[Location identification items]
[Begin]

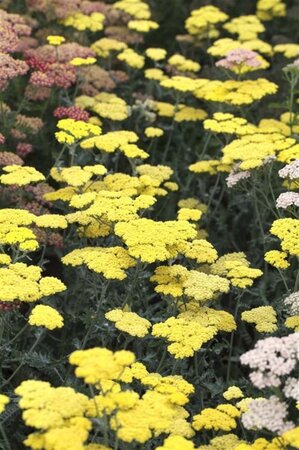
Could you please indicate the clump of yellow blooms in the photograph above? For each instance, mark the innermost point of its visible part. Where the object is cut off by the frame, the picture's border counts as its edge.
(81, 22)
(189, 114)
(45, 316)
(156, 53)
(293, 323)
(97, 364)
(76, 175)
(288, 50)
(111, 262)
(269, 9)
(136, 8)
(287, 230)
(25, 283)
(229, 124)
(235, 267)
(129, 322)
(105, 46)
(55, 40)
(224, 45)
(82, 61)
(183, 64)
(202, 22)
(190, 330)
(152, 241)
(223, 417)
(264, 318)
(131, 58)
(74, 130)
(246, 27)
(152, 132)
(142, 26)
(20, 175)
(4, 400)
(106, 105)
(277, 259)
(233, 92)
(175, 442)
(57, 414)
(233, 392)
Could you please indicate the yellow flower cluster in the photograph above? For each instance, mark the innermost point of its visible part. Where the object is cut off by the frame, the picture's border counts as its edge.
(81, 22)
(105, 46)
(55, 40)
(246, 27)
(233, 92)
(111, 262)
(129, 322)
(15, 227)
(74, 130)
(142, 26)
(106, 105)
(132, 58)
(183, 64)
(202, 22)
(233, 392)
(223, 417)
(57, 414)
(76, 175)
(152, 241)
(45, 316)
(190, 330)
(287, 230)
(229, 124)
(235, 267)
(268, 9)
(264, 318)
(4, 400)
(277, 259)
(224, 45)
(97, 364)
(24, 283)
(136, 8)
(20, 175)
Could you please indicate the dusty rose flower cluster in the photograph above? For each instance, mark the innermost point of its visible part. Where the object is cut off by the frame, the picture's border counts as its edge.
(290, 171)
(271, 359)
(269, 414)
(239, 57)
(235, 176)
(71, 112)
(292, 303)
(10, 68)
(287, 199)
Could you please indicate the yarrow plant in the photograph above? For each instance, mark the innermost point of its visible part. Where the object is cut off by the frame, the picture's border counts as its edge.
(149, 225)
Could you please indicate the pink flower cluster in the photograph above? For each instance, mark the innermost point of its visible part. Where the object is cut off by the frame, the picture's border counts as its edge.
(290, 171)
(271, 359)
(12, 27)
(71, 112)
(10, 68)
(239, 57)
(268, 414)
(287, 199)
(292, 303)
(235, 176)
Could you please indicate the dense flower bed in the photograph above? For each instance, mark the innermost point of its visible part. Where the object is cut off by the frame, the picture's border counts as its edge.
(149, 225)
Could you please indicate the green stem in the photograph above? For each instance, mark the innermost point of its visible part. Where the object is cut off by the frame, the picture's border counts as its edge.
(5, 438)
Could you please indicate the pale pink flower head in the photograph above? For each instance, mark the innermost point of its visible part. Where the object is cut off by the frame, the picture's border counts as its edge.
(271, 359)
(290, 171)
(287, 199)
(10, 68)
(267, 414)
(238, 58)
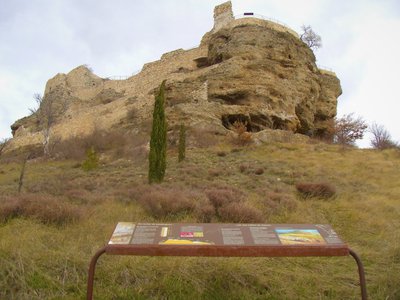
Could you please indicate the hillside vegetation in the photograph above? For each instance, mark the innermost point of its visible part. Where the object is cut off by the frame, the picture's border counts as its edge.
(50, 231)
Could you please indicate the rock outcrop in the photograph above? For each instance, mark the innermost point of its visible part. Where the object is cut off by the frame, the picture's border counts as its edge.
(247, 69)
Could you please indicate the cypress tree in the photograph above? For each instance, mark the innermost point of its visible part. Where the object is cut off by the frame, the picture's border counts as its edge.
(182, 143)
(158, 140)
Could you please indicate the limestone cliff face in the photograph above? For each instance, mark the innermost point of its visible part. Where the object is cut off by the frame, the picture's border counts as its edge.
(247, 69)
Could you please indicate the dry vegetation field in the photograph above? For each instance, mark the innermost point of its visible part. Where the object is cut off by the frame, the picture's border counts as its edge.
(50, 231)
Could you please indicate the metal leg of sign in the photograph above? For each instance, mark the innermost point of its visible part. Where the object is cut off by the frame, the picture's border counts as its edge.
(361, 273)
(89, 294)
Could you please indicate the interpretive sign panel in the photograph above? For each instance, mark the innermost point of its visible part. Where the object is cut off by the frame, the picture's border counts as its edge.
(225, 239)
(240, 240)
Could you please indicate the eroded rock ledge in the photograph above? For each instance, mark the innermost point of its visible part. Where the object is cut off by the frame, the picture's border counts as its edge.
(248, 69)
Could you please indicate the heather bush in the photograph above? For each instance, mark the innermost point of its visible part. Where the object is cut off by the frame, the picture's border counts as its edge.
(243, 137)
(259, 171)
(276, 202)
(92, 160)
(319, 190)
(238, 212)
(205, 212)
(44, 208)
(222, 196)
(166, 202)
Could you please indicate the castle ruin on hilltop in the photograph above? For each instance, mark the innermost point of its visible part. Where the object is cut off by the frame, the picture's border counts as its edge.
(248, 69)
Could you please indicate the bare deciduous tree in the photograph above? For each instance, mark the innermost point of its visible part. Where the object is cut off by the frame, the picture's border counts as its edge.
(3, 144)
(381, 138)
(348, 129)
(46, 114)
(309, 37)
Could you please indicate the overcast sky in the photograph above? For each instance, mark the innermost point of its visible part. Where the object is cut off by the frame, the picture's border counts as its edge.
(40, 38)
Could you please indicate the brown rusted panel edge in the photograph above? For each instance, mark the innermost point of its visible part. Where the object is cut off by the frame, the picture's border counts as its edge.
(228, 251)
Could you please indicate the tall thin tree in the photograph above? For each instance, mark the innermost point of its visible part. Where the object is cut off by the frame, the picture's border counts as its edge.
(158, 139)
(182, 143)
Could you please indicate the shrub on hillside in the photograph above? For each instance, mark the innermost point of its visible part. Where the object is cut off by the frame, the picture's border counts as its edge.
(381, 138)
(238, 212)
(222, 196)
(45, 208)
(243, 137)
(319, 190)
(164, 202)
(205, 212)
(277, 202)
(92, 160)
(348, 129)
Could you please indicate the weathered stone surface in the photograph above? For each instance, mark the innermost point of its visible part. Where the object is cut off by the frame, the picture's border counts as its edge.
(249, 69)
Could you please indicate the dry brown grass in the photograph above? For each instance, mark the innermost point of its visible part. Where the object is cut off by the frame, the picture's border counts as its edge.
(320, 190)
(44, 208)
(238, 212)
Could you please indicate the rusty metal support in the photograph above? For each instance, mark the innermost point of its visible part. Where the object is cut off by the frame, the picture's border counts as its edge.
(361, 273)
(89, 293)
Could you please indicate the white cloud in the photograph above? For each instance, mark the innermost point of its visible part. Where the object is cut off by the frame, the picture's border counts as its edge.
(42, 37)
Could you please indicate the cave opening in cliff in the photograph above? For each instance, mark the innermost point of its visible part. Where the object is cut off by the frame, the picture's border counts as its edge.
(252, 122)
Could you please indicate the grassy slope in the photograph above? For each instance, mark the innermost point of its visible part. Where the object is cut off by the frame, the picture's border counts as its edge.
(39, 261)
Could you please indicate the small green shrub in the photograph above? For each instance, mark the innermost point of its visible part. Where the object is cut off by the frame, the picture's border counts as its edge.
(92, 160)
(320, 190)
(205, 212)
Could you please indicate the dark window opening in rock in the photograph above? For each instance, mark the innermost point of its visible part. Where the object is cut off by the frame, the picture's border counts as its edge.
(254, 123)
(229, 120)
(260, 122)
(235, 98)
(278, 123)
(202, 62)
(218, 59)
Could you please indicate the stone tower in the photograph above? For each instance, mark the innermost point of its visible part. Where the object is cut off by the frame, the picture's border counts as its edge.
(223, 15)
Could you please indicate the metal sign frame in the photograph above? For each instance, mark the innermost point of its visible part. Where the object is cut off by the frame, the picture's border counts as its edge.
(225, 240)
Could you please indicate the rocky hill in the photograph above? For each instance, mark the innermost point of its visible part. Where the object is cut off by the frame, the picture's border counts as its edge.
(246, 69)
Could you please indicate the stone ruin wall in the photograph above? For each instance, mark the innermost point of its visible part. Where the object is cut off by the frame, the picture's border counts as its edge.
(173, 66)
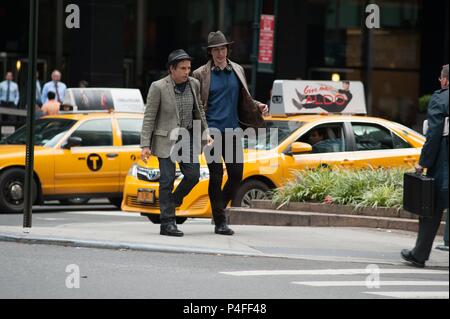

[End]

## THE PROBLEM
Find every line in the entries above that contains the word "panel" and copy each one.

## SOLUTION
Could you please indicate the interpretive sign panel in the photograph above? For each instance, mark the innermost point of its visible part. Where the object is cut off by the frame, the picture's border counts as its edge.
Could you please indicate the brown rusted panel edge in the photograph above? For each instance, mark the innermost point of its visible part. Where the object is cut off by the frame, the picture's border counts as its edge.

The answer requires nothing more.